[Текст для чтения]

□ □ □ □

Моцарт против Сальери: реальная вражда или вымысел?
Анализ существующих доказательств интриги, лежащей в основе мифа о Моцарте
«Я долго не протяну… Я отравлен, — уверен в этом! Не могу отделаться от этой мысли…» — поведал Вольфганг Амадей Моцарт своей жене Констанце в последние дни жизни.
Это интригующее замечание стало завершающим штрихом в череде печальных событий, которыми пестрит практически каждый рассказ о жизни композитора: от яркого и не по годам развитого вундеркинда, покорившего мир, до нищего изгоя, ушедшего из жизни слишком рано.
Моцарт верил, что был отравлен, и слух возникший после смерти, — что Антонио Сальери, его друг-недруг, был тем самым отравителем, — с тех пор прочно закрепился в народном воображении.
Конечно же, эта теория многократно развенчивалась, и тем не менее давайте еще раз взглянем на существующие доказательства этой пикантной истории.
Историческая справка
У этого обросшего мифами соперничества есть некоторые исторические основания.
Прежде всего, само по себе соперничество — не теория, а подтвержденный факт. Однако, скорее всего, оно проистекало не из личной неприязни между двумя мужчинами, а было продиктовано разными положениями, которые композиторы занимали при дворе Габсбургов — живом организме, полном интриг и заговоров, где каждый стремился продвинуться по социальной или профессиональной лестнице.
Положение придворного музыканта было, разумеется, невероятно престижным. Как пишет Доротея Линк в «Кембриджском путеводителе по Моцарту»: «Будучи придворными служащими, все эти люди имели пожизненное трудоустройство, занимали должности в придворной иерархии, в соответствии с которыми автоматически получали повышение, и имели право на пенсию». Неплохое местечко, даже по нынешним меркам.

□ □ □ □

Фрагменты данных с отметками точек

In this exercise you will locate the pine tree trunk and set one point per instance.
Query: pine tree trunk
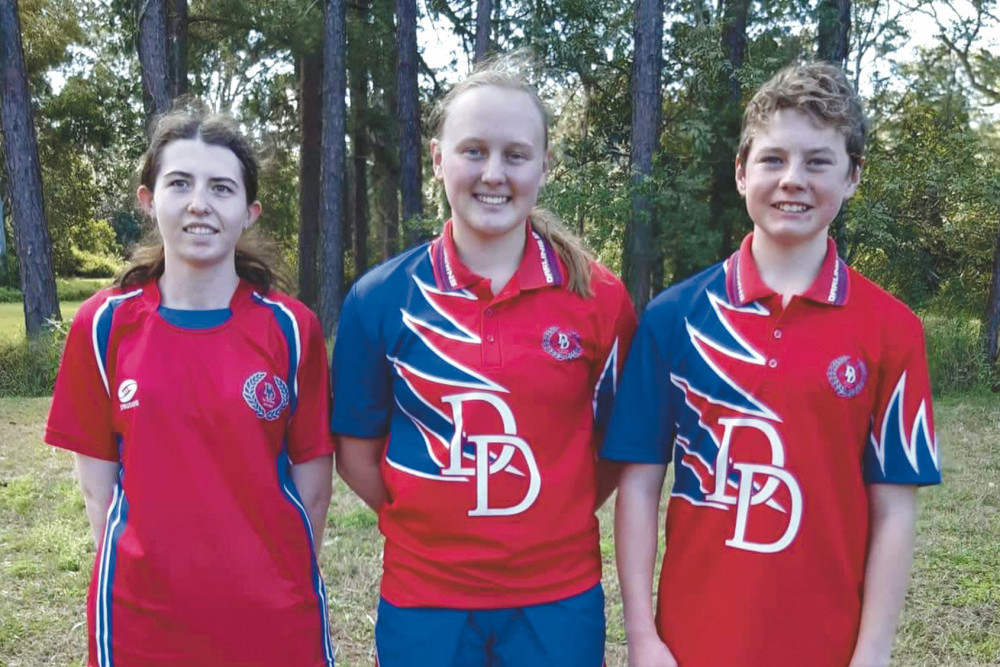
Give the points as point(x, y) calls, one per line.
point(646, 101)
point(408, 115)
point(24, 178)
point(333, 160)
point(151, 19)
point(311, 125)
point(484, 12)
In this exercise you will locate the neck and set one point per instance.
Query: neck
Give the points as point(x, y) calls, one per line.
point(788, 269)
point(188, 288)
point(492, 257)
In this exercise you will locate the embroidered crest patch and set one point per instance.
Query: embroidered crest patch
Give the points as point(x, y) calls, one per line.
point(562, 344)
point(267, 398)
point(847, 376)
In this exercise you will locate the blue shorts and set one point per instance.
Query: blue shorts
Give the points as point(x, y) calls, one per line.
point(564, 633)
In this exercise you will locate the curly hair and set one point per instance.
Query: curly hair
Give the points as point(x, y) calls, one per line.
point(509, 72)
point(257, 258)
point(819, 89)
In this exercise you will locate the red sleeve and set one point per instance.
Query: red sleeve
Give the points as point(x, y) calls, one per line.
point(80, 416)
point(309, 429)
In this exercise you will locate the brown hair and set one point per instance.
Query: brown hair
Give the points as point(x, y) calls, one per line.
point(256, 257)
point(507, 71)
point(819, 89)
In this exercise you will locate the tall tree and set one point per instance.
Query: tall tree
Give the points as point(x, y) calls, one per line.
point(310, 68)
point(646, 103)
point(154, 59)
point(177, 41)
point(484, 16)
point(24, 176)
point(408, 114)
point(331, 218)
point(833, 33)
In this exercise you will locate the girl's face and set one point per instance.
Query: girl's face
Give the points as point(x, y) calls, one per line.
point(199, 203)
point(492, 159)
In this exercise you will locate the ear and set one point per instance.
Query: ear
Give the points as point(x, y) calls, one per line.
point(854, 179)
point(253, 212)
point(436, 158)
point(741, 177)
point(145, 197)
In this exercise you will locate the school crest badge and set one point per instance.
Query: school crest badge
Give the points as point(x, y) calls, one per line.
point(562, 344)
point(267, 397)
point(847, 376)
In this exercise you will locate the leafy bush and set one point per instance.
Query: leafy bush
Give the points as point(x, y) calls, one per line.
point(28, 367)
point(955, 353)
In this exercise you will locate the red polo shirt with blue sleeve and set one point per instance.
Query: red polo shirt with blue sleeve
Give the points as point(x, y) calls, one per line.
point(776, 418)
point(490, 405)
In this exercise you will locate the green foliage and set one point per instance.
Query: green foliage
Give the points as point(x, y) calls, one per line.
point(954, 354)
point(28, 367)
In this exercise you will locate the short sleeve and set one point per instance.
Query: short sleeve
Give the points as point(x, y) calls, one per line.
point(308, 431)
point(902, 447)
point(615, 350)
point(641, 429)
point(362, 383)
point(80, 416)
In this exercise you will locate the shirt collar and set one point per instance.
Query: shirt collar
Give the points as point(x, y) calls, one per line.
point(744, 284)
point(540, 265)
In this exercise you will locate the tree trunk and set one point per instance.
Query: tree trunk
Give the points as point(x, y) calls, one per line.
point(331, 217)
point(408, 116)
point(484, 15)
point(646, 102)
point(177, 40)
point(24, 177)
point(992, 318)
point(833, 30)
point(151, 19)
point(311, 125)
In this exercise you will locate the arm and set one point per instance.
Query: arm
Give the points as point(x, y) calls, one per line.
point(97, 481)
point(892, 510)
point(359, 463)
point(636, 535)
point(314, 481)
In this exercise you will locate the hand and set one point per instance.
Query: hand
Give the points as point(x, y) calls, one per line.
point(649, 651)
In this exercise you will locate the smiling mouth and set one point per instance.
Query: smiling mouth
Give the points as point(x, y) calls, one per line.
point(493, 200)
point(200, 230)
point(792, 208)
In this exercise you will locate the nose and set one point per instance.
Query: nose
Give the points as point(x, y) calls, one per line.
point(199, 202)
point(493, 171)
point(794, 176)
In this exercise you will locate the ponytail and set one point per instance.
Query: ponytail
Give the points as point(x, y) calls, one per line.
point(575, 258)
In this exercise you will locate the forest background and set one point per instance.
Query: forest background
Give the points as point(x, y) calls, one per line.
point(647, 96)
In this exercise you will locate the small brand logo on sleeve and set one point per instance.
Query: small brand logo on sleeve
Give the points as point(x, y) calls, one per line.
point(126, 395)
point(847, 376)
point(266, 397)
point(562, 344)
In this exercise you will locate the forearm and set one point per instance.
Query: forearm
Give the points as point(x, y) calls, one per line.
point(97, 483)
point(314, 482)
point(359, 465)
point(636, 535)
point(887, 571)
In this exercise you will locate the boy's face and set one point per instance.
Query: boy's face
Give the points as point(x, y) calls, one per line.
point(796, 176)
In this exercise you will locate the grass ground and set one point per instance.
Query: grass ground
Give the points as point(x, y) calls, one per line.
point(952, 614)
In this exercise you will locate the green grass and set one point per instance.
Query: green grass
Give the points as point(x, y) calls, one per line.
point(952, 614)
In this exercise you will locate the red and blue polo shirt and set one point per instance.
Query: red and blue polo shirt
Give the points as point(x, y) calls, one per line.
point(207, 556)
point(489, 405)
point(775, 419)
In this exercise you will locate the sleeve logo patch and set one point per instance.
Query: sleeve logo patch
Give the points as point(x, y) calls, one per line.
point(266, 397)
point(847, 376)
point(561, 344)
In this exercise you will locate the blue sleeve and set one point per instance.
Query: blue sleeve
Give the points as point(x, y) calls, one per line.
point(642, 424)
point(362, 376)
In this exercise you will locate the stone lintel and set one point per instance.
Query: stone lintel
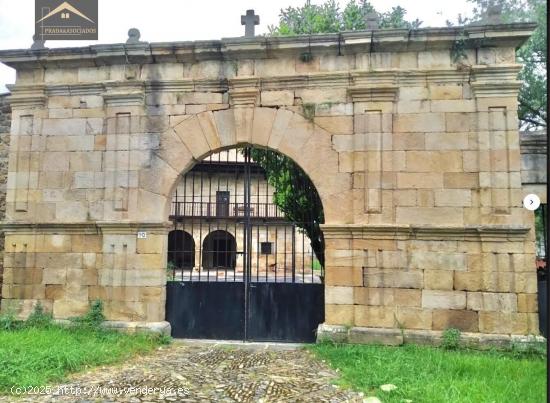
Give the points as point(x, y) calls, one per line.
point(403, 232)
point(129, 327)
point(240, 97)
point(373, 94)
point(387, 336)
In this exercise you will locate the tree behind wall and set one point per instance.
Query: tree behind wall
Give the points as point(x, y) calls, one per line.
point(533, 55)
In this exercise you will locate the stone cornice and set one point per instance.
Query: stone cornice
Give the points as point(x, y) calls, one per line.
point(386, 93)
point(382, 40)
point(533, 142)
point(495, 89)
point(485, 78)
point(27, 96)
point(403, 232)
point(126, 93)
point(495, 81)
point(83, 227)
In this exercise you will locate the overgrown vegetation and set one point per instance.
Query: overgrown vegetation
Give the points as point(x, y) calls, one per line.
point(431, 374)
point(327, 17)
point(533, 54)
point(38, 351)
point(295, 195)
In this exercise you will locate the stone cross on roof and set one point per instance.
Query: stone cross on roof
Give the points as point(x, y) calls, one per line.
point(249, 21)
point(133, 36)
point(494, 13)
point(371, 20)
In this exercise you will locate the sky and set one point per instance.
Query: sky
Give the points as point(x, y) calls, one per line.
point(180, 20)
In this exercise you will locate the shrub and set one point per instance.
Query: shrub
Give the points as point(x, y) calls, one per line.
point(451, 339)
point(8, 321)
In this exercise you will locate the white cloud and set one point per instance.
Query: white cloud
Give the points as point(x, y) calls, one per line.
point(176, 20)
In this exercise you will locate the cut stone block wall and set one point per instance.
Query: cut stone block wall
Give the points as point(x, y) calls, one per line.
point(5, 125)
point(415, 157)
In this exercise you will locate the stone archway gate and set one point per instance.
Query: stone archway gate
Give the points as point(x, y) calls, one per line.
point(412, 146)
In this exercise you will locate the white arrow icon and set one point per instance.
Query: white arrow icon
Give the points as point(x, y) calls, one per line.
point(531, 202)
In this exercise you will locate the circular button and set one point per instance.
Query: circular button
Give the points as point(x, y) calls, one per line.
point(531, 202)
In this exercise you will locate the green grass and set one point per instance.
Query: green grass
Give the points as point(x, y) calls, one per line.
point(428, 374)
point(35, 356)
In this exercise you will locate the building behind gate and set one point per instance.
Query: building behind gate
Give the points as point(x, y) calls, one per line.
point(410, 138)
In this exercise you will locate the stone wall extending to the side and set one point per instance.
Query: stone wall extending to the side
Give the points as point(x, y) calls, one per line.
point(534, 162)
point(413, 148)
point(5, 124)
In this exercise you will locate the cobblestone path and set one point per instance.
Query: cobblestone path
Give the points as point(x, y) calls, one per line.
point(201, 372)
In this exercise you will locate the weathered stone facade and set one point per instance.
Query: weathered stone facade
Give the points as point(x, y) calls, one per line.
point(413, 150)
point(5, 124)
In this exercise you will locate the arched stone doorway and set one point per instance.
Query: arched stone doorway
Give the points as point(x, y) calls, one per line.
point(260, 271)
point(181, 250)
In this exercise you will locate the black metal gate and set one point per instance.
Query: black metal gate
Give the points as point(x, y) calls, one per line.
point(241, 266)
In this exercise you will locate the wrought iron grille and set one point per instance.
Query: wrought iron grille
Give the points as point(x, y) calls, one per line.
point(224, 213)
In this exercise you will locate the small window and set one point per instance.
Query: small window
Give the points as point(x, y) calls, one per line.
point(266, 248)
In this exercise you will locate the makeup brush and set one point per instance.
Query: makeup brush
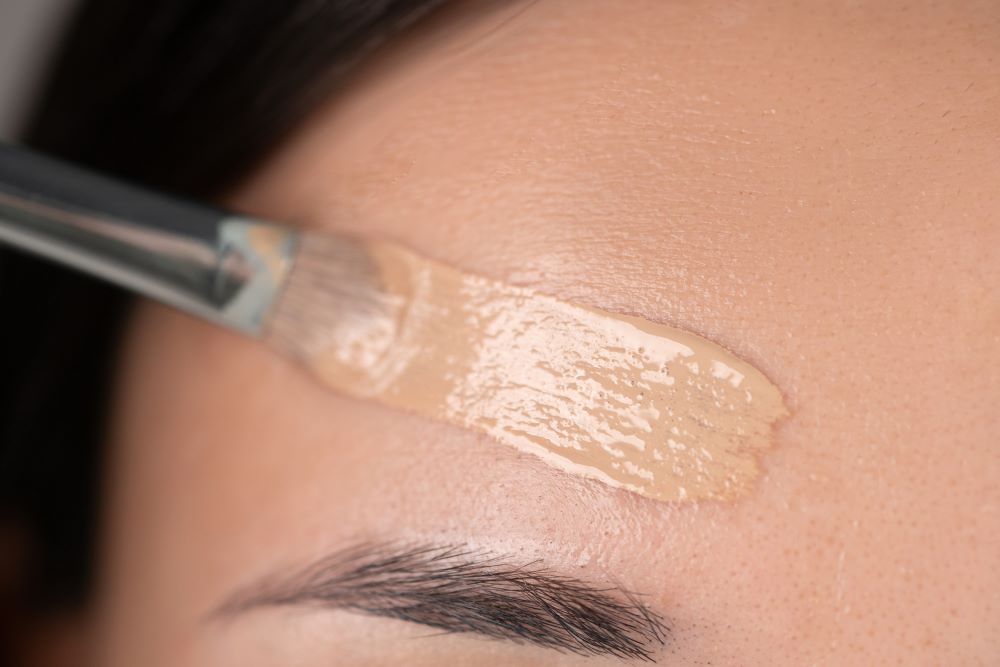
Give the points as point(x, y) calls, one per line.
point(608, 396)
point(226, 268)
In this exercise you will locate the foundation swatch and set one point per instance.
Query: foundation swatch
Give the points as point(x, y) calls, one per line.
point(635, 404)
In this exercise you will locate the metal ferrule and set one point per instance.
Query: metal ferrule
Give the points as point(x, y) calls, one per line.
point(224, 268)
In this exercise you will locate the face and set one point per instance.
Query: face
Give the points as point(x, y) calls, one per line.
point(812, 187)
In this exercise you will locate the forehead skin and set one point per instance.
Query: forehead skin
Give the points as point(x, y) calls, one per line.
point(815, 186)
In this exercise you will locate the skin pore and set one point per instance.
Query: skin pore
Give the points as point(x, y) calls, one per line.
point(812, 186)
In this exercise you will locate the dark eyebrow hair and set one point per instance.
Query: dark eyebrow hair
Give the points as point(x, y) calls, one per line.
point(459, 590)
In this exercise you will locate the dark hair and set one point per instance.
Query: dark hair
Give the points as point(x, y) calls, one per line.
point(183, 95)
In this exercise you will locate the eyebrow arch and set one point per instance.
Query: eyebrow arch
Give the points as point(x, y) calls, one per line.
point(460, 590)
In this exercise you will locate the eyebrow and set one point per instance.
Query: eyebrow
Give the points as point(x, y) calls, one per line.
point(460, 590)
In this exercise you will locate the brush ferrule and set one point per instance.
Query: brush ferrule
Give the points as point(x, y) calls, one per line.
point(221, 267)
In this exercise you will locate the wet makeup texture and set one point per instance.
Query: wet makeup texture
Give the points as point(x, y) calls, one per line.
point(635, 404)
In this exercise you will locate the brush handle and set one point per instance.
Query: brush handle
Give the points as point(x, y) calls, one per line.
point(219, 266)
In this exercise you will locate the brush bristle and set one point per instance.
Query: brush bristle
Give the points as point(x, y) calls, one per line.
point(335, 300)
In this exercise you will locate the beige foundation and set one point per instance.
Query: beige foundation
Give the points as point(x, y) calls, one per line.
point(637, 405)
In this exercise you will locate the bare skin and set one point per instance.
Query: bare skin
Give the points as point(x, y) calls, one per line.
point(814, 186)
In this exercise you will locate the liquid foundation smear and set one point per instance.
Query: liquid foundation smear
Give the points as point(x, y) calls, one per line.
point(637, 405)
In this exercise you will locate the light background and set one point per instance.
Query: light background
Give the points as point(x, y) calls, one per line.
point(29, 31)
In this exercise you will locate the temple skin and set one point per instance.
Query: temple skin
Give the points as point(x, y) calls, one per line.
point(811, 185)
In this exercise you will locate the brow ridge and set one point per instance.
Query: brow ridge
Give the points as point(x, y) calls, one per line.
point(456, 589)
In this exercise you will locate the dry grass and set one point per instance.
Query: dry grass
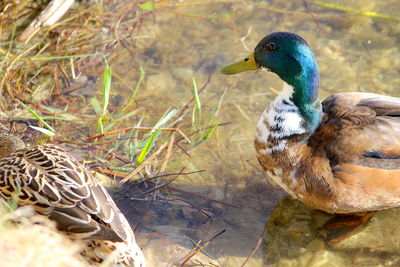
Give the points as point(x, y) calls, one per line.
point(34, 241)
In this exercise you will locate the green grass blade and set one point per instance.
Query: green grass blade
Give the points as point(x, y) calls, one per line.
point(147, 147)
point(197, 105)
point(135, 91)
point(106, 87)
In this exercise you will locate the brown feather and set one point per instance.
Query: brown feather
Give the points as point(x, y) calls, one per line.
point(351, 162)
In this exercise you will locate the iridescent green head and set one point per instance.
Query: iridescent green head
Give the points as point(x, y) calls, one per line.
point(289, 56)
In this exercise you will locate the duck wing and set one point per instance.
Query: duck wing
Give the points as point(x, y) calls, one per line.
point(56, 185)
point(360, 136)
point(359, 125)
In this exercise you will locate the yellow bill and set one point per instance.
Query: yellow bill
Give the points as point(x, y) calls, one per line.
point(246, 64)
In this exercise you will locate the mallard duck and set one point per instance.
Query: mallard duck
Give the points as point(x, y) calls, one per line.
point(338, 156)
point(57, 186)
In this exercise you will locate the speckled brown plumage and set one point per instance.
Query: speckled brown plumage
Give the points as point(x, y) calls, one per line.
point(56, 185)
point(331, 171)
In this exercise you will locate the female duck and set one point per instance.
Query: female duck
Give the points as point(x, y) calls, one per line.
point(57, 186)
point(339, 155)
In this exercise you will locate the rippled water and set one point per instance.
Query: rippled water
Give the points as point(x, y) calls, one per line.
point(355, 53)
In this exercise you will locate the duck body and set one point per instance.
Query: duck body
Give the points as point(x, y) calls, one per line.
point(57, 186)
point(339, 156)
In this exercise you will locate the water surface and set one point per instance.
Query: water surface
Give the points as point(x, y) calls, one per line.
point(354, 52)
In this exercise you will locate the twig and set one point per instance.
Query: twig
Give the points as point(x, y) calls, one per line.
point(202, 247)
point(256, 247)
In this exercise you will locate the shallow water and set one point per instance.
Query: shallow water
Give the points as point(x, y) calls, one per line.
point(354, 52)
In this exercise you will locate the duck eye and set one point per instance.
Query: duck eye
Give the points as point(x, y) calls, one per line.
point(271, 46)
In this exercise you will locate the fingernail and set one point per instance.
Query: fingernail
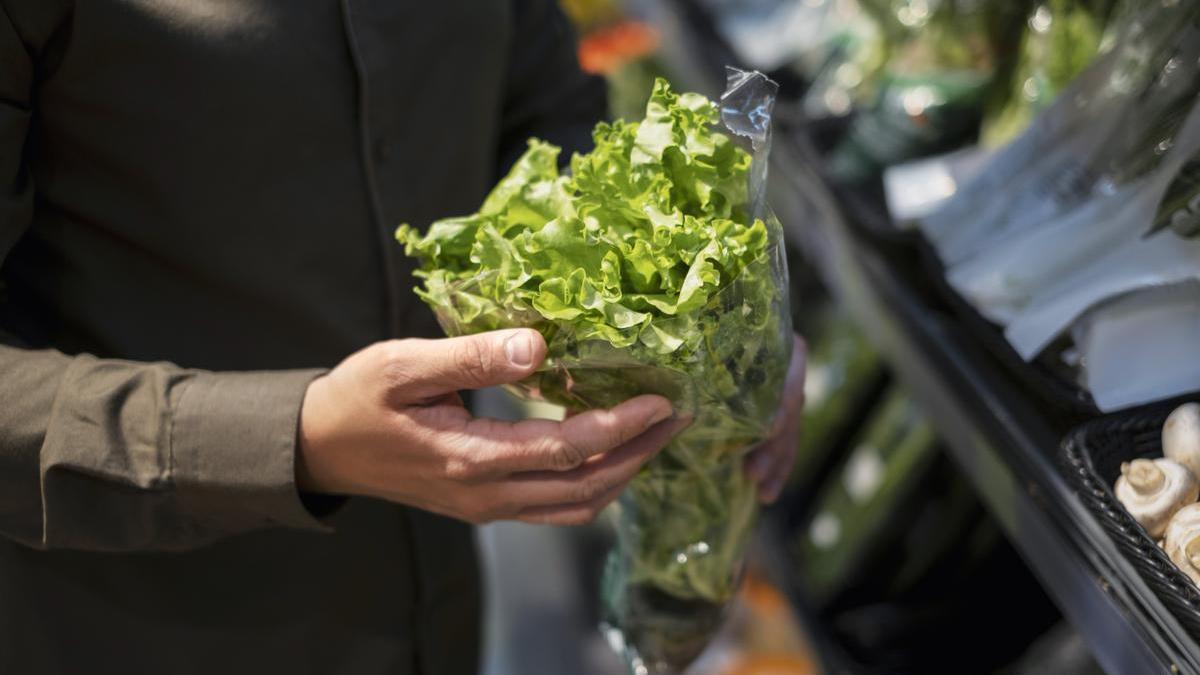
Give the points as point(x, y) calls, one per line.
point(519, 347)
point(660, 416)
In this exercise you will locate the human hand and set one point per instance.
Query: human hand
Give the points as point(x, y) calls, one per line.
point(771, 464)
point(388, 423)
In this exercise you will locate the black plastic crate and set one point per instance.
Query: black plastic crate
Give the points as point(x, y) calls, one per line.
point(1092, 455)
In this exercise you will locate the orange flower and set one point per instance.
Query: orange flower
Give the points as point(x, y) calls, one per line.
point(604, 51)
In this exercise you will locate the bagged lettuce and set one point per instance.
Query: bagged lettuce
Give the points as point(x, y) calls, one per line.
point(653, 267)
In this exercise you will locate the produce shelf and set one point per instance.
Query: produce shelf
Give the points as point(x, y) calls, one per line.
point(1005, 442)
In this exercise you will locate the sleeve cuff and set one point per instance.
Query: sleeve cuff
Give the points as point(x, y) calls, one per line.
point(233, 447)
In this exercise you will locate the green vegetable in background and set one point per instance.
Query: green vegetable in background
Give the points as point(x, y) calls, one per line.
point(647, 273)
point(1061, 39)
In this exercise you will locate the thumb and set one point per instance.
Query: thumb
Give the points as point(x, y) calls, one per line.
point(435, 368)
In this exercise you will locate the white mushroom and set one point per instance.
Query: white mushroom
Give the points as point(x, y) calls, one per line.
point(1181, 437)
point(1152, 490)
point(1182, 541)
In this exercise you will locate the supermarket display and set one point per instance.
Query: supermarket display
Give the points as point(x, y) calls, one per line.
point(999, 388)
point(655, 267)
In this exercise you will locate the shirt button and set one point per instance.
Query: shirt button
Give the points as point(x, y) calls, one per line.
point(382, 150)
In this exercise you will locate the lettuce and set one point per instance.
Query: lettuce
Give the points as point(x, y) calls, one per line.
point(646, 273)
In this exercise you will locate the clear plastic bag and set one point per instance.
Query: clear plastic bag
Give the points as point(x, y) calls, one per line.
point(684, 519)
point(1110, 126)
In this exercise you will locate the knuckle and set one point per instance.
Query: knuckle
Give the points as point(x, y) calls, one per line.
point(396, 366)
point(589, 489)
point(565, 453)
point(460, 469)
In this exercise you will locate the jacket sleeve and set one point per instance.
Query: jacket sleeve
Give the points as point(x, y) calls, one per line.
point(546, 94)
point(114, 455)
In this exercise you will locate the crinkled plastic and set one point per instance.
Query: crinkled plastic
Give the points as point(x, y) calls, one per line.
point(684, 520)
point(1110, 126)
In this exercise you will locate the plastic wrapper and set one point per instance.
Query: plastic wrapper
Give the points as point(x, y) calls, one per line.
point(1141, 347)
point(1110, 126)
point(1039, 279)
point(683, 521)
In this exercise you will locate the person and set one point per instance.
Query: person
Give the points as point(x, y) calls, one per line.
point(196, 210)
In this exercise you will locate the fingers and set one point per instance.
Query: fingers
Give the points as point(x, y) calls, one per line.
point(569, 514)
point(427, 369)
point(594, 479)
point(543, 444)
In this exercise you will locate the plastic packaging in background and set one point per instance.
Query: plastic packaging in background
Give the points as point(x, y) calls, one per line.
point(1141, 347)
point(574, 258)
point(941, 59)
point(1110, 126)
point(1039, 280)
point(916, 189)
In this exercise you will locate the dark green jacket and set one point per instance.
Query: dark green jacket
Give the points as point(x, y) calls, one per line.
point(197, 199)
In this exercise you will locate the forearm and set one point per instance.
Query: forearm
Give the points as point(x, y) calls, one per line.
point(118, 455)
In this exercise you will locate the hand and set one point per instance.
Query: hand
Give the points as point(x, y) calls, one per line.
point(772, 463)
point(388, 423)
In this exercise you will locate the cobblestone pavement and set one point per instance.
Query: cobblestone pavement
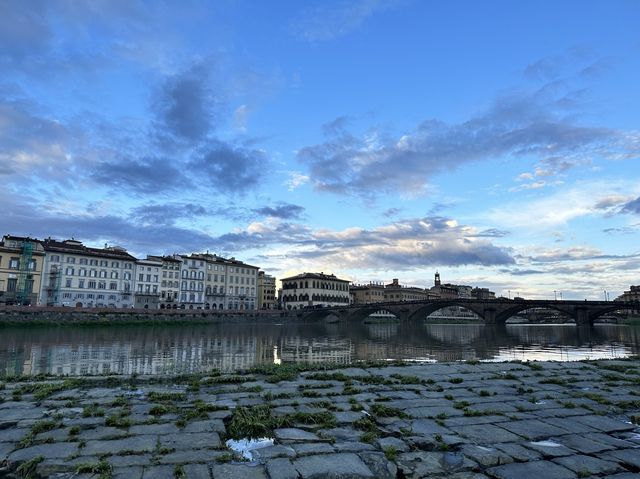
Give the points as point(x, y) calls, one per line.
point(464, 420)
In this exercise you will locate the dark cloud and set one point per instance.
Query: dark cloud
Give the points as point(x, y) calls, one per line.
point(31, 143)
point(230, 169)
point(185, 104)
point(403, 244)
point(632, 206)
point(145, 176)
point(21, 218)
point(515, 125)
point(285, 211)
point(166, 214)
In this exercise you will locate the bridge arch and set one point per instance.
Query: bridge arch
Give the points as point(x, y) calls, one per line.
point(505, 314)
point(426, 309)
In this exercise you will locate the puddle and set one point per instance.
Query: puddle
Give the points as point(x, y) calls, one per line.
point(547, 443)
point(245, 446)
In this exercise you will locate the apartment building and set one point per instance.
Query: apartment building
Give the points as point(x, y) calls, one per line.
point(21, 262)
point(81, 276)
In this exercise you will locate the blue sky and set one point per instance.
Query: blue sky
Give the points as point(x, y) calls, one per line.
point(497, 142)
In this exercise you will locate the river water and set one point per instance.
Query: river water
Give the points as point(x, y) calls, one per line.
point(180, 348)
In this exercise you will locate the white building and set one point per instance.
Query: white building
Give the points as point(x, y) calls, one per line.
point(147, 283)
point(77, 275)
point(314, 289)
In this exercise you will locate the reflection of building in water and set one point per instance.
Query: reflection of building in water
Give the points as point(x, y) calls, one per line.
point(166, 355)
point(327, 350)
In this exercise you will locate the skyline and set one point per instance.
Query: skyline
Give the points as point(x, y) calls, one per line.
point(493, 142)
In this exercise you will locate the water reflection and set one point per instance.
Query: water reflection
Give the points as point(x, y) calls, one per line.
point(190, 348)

□ □ □ □

[Задания]
(a) Кому, согласно отрывку о Моцарте и Сальери, композитор в последние дни жизни сказал, что его отравили?
(b) Изложите отрывок о Моцарте и Сальери в двух предложениях.
(c) Выведите без изменений часть отрывка о Моцарте и Сальери, начиная со слов «Моцарт верил, что» и заканчивая словами «или профессиональной лестнице.».
Записи выше для работы не нужны.

[Ответы к заданиям]
(a) Своей жене Констанце.

(b) Перед смертью Моцарт говорил жене, что его отравили, а после его смерти возник слух, будто отравителем был Антонио Сальери; этот слух прочно закрепился в народном воображении, хотя теория многократно развенчивалась. Соперничество композиторов — подтвержденный факт, но, скорее всего, его причиной были разные положения при дворе Габсбургов, где придворная должность давала пожизненное трудоустройство, автоматическое повышение и право на пенсию.

(c)
Моцарт верил, что был отравлен, и слух возникший после смерти, — что Антонио Сальери, его друг-недруг, был тем самым отравителем, — с тех пор прочно закрепился в народном воображении.
Конечно же, эта теория многократно развенчивалась, и тем не менее давайте еще раз взглянем на существующие доказательства этой пикантной истории.
Историческая справка
У этого обросшего мифами соперничества есть некоторые исторические основания.
Прежде всего, само по себе соперничество — не теория, а подтвержденный факт. Однако, скорее всего, оно проистекало не из личной неприязни между двумя мужчинами, а было продиктовано разными положениями, которые композиторы занимали при дворе Габсбургов — живом организме, полном интриг и заговоров, где каждый стремился продвинуться по социальной или профессиональной лестнице.